#### GIVEN INFORMATION:
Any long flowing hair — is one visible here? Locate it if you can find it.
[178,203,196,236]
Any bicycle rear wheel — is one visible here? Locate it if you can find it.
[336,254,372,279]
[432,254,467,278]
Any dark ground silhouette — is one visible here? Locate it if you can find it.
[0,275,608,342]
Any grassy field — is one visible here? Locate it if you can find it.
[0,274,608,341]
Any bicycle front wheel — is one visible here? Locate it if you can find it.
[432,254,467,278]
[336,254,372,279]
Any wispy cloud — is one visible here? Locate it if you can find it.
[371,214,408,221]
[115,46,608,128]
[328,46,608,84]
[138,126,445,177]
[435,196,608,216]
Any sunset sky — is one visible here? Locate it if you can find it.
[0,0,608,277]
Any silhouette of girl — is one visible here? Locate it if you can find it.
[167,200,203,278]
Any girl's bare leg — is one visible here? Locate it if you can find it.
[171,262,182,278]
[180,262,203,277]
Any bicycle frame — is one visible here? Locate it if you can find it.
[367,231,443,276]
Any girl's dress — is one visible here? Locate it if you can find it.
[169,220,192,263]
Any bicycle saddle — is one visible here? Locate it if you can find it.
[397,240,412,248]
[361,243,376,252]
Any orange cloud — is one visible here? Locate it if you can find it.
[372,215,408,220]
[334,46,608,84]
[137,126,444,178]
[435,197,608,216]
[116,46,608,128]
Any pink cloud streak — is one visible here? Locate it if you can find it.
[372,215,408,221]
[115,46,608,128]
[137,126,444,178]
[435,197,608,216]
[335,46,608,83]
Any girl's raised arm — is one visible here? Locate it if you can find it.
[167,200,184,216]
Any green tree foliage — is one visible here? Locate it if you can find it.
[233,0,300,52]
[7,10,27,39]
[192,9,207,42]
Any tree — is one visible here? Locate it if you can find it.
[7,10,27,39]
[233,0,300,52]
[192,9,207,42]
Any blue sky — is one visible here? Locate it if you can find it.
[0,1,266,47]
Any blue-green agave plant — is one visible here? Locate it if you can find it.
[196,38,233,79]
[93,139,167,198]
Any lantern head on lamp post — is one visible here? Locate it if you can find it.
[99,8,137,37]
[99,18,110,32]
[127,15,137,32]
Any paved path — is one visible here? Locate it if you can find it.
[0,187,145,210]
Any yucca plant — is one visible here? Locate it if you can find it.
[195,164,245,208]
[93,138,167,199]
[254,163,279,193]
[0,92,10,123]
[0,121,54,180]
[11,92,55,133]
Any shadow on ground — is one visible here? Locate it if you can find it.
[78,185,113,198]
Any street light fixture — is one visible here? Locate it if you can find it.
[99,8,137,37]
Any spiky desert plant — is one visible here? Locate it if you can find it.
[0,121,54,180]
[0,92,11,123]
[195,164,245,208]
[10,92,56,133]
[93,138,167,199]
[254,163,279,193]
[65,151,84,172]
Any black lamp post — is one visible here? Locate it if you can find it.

#### SHORT PROBLEM:
Please pick out every line in the data above that contains the string "green" and copy each one.

#### SOLUTION:
Any green tree foliage — is one visible here? Locate it if you can find it.
Any blue-green agave plant — is one visible here? Locate it if you can find it.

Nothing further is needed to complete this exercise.